── Excerpt to read ──

Manchester eyes Parsonage as next regeneration area

An ambitious strategy to revitalise the area from House of Fraser to Albert Bridge has been drawn up by the council and major landowners. Proposals include demolishing Albert Bridge House to build a new office or hotel tower with large floorplates.

The draft framework submitted to Manchester City Council’s executive has proposed St Mary’s Parsonage, an area which includes land from Deansgate to the River Irwell, as a neighbourhood which could deliver “a unique offer” for the city.

The framework area is bounded by Blackfriars to the north and Bridge Street to the south. There are three zones in the framework area, North Parade around Parsonage Gardens, King Street West and Albert Bridge.

Parsonage SRF2

According to the report, a “substantial proportion” of development would be anticipated between 2021 and 2025, although this would be dictated by the landowners in the area.

───

[Tasks]
a. Extract everything from "Manchester eyes Parsonage" down to "with large floorplates." in the Parsonage regeneration article, word for word.
b. For each statement, say whether the Parsonage regeneration article agrees with it, answering yes or no and quoting the deciding words: (i) The proposals call for Albert Bridge House to be refurbished and kept. (ii) The framework area is bounded by Blackfriars to the north and Bridge Street to the south. (iii) The council will decide the timing of development in the area.
c. Carry on the Parsonage regeneration article from its final sentence.

── Dataset rows ──

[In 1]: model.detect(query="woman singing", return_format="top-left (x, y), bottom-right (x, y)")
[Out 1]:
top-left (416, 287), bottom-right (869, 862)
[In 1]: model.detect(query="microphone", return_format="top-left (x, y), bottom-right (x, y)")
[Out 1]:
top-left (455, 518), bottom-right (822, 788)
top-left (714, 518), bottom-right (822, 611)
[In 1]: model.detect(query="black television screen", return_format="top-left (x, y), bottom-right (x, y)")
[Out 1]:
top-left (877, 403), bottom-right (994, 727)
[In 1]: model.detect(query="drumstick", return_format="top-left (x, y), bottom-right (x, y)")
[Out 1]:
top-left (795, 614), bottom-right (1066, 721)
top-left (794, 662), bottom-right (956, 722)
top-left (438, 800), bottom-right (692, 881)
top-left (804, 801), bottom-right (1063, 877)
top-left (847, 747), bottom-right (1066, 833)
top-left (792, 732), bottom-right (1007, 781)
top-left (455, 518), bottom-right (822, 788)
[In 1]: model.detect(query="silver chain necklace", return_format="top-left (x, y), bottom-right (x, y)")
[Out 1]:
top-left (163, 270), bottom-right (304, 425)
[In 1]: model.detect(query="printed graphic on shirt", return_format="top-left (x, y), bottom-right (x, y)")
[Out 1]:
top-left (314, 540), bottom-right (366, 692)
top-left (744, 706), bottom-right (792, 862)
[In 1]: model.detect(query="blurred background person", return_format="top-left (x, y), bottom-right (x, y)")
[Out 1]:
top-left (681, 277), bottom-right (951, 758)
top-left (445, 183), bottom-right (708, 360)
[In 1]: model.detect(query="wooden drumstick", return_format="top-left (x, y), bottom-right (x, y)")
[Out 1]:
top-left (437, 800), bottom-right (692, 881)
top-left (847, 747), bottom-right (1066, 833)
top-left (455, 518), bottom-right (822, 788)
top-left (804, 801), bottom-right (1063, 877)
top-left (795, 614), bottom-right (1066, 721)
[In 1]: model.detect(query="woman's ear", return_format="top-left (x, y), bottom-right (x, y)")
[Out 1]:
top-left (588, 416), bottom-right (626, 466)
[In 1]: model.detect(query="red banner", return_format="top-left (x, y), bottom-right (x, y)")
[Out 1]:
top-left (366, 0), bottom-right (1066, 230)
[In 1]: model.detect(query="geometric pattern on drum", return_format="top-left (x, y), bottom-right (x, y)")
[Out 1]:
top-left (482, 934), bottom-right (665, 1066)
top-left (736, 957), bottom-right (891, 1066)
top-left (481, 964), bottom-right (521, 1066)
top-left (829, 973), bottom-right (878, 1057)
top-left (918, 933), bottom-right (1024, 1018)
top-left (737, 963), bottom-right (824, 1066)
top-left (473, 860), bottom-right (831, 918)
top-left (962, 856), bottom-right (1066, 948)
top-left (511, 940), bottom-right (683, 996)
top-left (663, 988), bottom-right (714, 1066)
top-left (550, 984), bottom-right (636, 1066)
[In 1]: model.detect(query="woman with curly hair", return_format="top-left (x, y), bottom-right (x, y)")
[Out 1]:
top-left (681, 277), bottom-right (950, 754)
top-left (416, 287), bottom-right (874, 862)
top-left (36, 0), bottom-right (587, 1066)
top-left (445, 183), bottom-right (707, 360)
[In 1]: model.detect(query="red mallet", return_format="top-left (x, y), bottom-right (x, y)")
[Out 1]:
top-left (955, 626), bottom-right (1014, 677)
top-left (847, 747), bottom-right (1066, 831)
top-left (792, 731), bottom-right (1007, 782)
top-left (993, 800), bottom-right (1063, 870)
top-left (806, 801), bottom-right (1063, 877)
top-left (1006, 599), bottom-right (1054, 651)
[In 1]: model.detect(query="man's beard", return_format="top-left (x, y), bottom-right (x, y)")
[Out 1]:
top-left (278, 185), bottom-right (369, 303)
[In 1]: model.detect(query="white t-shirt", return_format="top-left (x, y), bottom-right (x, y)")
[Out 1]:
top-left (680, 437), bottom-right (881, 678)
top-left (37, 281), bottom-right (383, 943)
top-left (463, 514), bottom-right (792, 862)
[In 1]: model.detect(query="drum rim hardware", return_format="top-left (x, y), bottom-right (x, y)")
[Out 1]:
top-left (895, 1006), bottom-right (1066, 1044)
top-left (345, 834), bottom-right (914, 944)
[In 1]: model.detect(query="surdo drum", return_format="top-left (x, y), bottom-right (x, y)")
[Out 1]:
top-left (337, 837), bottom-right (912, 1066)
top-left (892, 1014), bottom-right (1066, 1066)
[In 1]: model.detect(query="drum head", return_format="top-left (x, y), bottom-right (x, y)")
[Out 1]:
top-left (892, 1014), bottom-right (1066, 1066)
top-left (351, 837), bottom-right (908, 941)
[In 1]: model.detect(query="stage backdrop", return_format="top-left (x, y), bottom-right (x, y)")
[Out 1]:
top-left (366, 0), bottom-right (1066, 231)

───

[Answers to the exercises]
a.
Manchester eyes Parsonage as next regeneration area

An ambitious strategy to revitalise the area from House of Fraser to Albert Bridge has been drawn up by the council and major landowners. Proposals include demolishing Albert Bridge House to build a new office or hotel tower with large floorplates.

b.
(i) No: "Proposals include demolishing Albert Bridge House to build a new office or hotel tower with large floorplates."
(ii) Yes: "The framework area is bounded by Blackfriars to the north and Bridge Street to the south."
(iii) No: "although this would be dictated by the landowners in the area."

c.
Proposals in the strategic regeneration framework include:

  • Albert Bridge House, developed in 1950s and now owned by Mapeley, 18-storey building on Bridge Street would make way for a “large-floorplated” office or hotel. Occupier the Manchester Centre for Health & Disability Assessments, is due to relocate by 2022 to nearby Three New Bailey as part of a public sector hub. The scheme could expand to include the neighbouring surface car park pending agreement with NCP
  • Kendal Milne Building, occupied by House of Fraser, owned by South African asset manager Investec. A change of use for part of the building will be considered by the freeholder who has “recognised the need to develop a longer-term strategy for the 400,000 sq ft building” and will seek “sustainable retail use whilst also considering alternative uses on the upper floors”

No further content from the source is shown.